PROBLEM STATEMENT >>
Substitute "marking" for every "pinning" in the material below and give it back otherwise unchanged. Leave the pictures out.

Dataset rows >>
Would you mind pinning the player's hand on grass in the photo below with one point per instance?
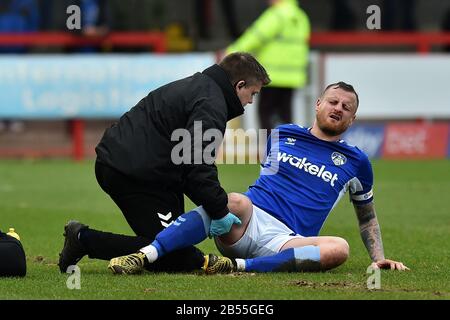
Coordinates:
(222, 226)
(389, 264)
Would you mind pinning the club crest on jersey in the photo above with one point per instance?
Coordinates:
(338, 158)
(290, 141)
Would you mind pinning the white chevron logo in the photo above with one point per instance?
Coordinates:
(166, 217)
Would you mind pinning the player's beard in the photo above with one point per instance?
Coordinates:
(330, 129)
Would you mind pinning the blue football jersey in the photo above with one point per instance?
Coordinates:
(303, 178)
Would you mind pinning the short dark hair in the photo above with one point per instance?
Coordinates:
(243, 66)
(344, 86)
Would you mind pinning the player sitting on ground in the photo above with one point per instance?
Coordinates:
(306, 172)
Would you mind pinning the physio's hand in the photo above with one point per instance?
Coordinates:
(389, 264)
(222, 226)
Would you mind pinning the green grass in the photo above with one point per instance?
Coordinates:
(412, 201)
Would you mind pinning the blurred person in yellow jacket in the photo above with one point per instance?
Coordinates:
(279, 39)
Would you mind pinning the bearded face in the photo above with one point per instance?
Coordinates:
(335, 111)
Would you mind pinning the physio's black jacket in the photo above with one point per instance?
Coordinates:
(140, 145)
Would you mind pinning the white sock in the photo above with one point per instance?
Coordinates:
(150, 252)
(240, 264)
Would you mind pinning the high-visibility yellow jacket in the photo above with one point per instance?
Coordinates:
(279, 39)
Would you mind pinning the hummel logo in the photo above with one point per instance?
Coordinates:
(338, 158)
(165, 218)
(291, 141)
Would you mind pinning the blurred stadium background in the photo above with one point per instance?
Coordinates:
(60, 89)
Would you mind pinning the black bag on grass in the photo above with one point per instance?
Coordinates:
(12, 257)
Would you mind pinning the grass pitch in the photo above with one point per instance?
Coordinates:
(412, 200)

THE RESULT >>
Would you mind marking the player's hand on grass in the photo below with one point per instance?
Coordinates:
(222, 226)
(389, 264)
Would you mind marking the club crest on jersey in the photo above with one point per instance?
Coordinates:
(338, 158)
(290, 141)
Would you mind marking the white chevron logo in the photo above with one point per instance?
Coordinates:
(166, 217)
Would you mind marking the player's beard in the photo above with one point per instance?
Coordinates:
(330, 129)
Would you mind marking the blue football jersey in the photo above with one point per instance?
Coordinates:
(303, 178)
Would you mind marking the short dark hair in the photo above with one point per instance?
Coordinates:
(243, 66)
(344, 86)
Would you mind marking the player sitting on ground in the photo above with one point per instance?
Coordinates:
(306, 172)
Would you mind marking the physio's hand in the photo above with one point per instance?
Coordinates:
(389, 264)
(222, 226)
Would you mind marking the green grass in the photo above with one point per instance?
Coordinates:
(412, 201)
Would you mind marking the blurred person in yellow jacket in the photo above with one point per instance?
Coordinates:
(279, 39)
Would you mind marking the bearded face in the photo above with one point per instance?
Coordinates:
(335, 111)
Would you mind marking the physio's black jacket in the photo above with one point per instance?
Coordinates:
(140, 145)
Would you mind marking the white sock in the photo above with one point per instance?
Coordinates:
(150, 252)
(240, 264)
Would you mind marking the high-visibility yellow jacket in the photo above with one point per instance?
Coordinates:
(279, 39)
Would you mind marking the hummel logo in the photo above with one point per instance?
Coordinates:
(338, 158)
(165, 218)
(291, 141)
Would you mind marking the blurred stadium background in the photo above with one point per instance?
Coordinates:
(60, 89)
Would you mind marking the black bag on grass in the photo above with one point per instance?
Coordinates:
(12, 257)
Would you mind marking the grass pitch in the photo above with one point per instance?
Coordinates:
(412, 200)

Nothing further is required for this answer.